[PROVIDED PASSAGE]:
Markets last week
After last week’s torpor, the market’s main narrative this week has shifted to concerns over the prospects for growth within the US and global economies, especially China.
Geopolitical fears given developments in Afghanistan, the spread of the delta COVID-19 variant, China’s regulatory crackdown on technology names and Toyota’s slump following news over a worsening chip shortage all set the tone for a relatively gloomy few days, even if markets somewhat stabilised on Friday. Following publication of the minutes of last month’s meeting, the possibility that the Fed may slow the pace of bond purchases at some point this year also served to undermine sentiment significantly.
Chinese stocks listed in the US continued to retreat in the face of the Communist Party’s regulatory onslaught, with the Nasdaq Golden Dragon Index of such names falling sharply again; it is now down over 52% from its February peak.
In equities, sharp falls in commodity prices and a generally ‘risk-off’ sentiment saw declines across the board. The US managed to hold up best, with a fall of only 0.6%. However, Europe was down 1.9% and the UK fell around 1.5%. But it was the Far East and emerging markets in particular that bore the brunt of selling; Japan fell 3.9%, Shanghai by 2.5%, Hong Kong by 5.8% and global emerging markets more widely by 4.7%.
In sector terms, energy and materials were the hardest hit, down 6.5% and 5.3% respectively, followed by the economically sensitive consumer discretionary sector, down 4% and financials, down just less than 3%. Classic defensive areas like utilities, up 1.6% and healthcare, up 1.5%, were the best performers.
Fixed interest markets faced a two-way pull between geopolitical concerns and weakening economic data on one hand, and the Fed’s more explicit comments about the prospect of tapering taking place perhaps a little earlier than had previously been expected. As the growth scare and COVID-19 fears have continued to grow over the last two weeks, US yields managed to keep their head above the 1.17% lows from earlier this month, declining marginally over the week to 1.26%. Other major government bond markets behaved similarly, with both German bunds and UK Gilts seeing small declines in yields.

[REQUIRED ACTIONS]:
[A] Check the markets review and say whether each statement agrees with it: (i) US equities fell more than European equities over the week; (ii) utilities and healthcare were the best-performing sectors; (iii) the Nasdaq Golden Dragon Index is down more than half from its February peak. Please answer yes or no for each and quote the deciding words.
[B] Pick up the markets review after its final sentence and continue it in the same style.

[DATA FOR ANALYSIS]:
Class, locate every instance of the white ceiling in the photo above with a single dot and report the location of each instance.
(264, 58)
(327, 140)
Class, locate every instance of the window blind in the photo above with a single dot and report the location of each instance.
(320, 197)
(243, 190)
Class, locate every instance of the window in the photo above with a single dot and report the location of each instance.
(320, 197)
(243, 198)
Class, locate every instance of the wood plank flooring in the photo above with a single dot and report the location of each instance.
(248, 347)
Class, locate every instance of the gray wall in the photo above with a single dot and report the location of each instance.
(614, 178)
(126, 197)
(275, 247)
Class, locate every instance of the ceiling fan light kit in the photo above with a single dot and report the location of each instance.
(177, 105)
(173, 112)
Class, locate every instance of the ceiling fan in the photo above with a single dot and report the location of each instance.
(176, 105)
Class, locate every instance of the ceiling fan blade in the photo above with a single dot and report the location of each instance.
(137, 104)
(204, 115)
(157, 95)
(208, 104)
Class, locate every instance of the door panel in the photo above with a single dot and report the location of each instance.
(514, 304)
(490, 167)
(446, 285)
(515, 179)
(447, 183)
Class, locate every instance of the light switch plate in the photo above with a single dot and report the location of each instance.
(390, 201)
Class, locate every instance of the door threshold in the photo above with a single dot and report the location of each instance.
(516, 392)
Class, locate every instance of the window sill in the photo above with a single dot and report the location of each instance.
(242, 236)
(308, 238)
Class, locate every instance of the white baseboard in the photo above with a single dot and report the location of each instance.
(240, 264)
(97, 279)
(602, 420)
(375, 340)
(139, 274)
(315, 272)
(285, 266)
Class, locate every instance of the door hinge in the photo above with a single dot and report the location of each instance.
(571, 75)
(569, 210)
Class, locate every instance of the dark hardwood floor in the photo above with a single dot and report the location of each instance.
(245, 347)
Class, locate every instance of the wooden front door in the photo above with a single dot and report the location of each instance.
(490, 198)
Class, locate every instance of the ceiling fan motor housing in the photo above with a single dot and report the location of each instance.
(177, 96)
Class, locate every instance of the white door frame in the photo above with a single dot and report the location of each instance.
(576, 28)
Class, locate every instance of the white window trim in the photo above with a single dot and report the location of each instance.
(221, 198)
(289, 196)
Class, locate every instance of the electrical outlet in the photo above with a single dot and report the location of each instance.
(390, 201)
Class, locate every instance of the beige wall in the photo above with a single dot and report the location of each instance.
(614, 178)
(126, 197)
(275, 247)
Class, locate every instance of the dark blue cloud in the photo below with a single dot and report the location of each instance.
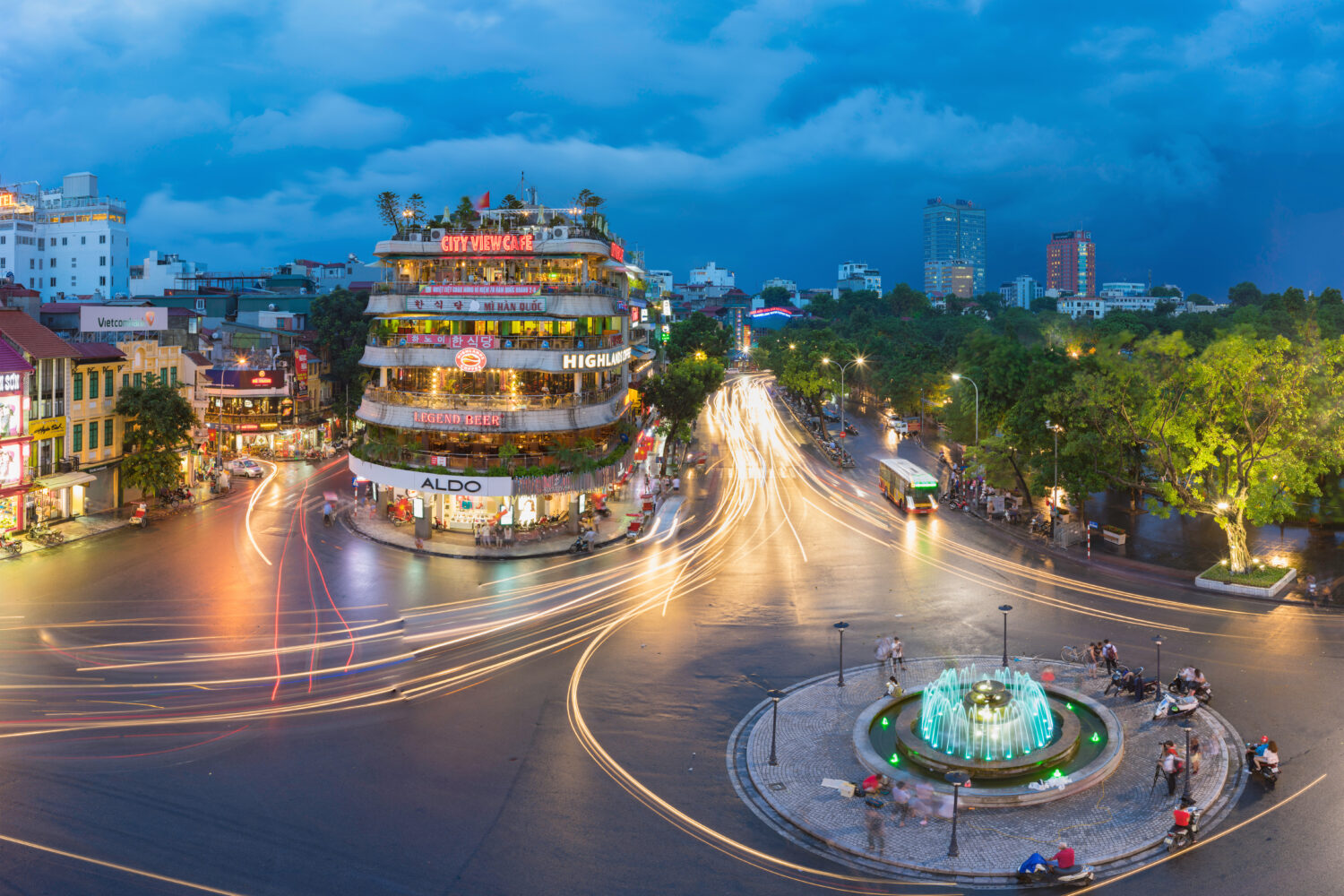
(1196, 140)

[ANSWERS FOR THIS EXERCISE]:
[A]
(i) No: "The US managed to hold up best, with a fall of only 0.6%. However, Europe was down 1.9%"
(ii) Yes: "Classic defensive areas like utilities, up 1.6% and healthcare, up 1.5%, were the best performers."
(iii) Yes: "it is now down over 52% from its February peak"

[B]
Commodities saw sharp falls in more economically sensitive areas, such as copper and iron ore. Crude oil was also weak. Copper fell 5.6% and Brent crude oil by nearly 8% as fears over Chinese growth, restrictions on some of the largest Chinese ports to fight COVID-19 and slower than expected growth hit sentiment. Iron ore fell the furthest, down 13% over the week.
In the risk-off environment, gold performed its defensive function well, rising 0.1% in an occasionally savage week for riskier asset classes.
Sterling weakened against major currency pairs over the week, falling by 1.1% on a trade-weighted basis. It fell to $1.36 from $1.39 against the US dollar and to €1.16 from €1.18 against the euro, somewhat alleviating the falls in overseas markets to UK-based investors.
The week ahead
Monday/Wednesday: purchasing manager surveys from Markit and the IFO
Our thoughts: with resurgent delta-variant cases, widespread evidence that the pace of economic growth is moderating from the sharp recoveries seen in the second quarter and further news on supply bottlenecks, particularly in semiconductors, it would be no surprise to see some confirmation of this in the purchasing manager surveys due this week in most markets. Consensus expectations are universally set to see a slight decline, whether in Europe, the UK or the US. Any evidence of a sharper deceleration may worry markets, given the importance of future earnings growth to sustain valuations.
Thursday through Saturday: Jackson Hole Symposium
Our thoughts: the annual central bankers’ jamboree at Jackson Hole in Wyoming is likely to be a key focus in the coming week. Last year, Fed chair Jerome Powell soothed markets by setting out a balanced approach to inflation (where rises above the target would be tolerated in light of the persistent undershoot of previous years), a process now being tested by the sharp rise in prices seen as economies recover from last year’s lockdowns. This time round we are likely to hear much more about how he sees the tapering process unfolding, following more hawkish comments made in the Fed minutes released last week. Any signs that this hawkishness is being diluted will likely be taken positively as it would extend the extraordinary period of excess liquidity that has done so much to underpin asset prices through the pandemic.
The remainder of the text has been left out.